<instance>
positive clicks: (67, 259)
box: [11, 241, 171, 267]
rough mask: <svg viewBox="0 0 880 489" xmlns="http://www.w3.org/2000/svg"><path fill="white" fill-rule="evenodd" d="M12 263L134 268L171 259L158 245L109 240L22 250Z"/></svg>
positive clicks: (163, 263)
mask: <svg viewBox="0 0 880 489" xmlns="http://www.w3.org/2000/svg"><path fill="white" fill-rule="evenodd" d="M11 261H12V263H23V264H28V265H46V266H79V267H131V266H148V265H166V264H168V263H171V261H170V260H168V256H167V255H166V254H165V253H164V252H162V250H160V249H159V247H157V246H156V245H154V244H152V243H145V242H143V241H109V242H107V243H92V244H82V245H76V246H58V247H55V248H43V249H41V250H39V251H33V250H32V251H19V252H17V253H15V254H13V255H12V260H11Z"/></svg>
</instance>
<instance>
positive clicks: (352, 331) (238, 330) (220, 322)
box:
----
• _Your objective_
Repeat the whole of the data above exactly, keeping every word.

• _Exercise answer_
<instance>
positive clicks: (67, 259)
box: [11, 241, 171, 267]
rough mask: <svg viewBox="0 0 880 489" xmlns="http://www.w3.org/2000/svg"><path fill="white" fill-rule="evenodd" d="M12 263L134 268L171 259L158 245L109 240L22 250Z"/></svg>
positive clicks: (163, 263)
mask: <svg viewBox="0 0 880 489" xmlns="http://www.w3.org/2000/svg"><path fill="white" fill-rule="evenodd" d="M11 261H12V263H23V264H28V265H46V266H79V267H131V266H148V265H166V264H168V263H171V261H170V260H168V256H167V255H166V254H165V253H164V252H162V250H160V249H159V247H157V246H156V245H154V244H152V243H145V242H143V241H109V242H107V243H92V244H82V245H76V246H58V247H55V248H43V249H41V250H39V251H33V250H32V251H19V252H17V253H15V254H13V255H12V260H11Z"/></svg>
</instance>
<instance>
positive clicks: (352, 331) (238, 330) (220, 322)
box:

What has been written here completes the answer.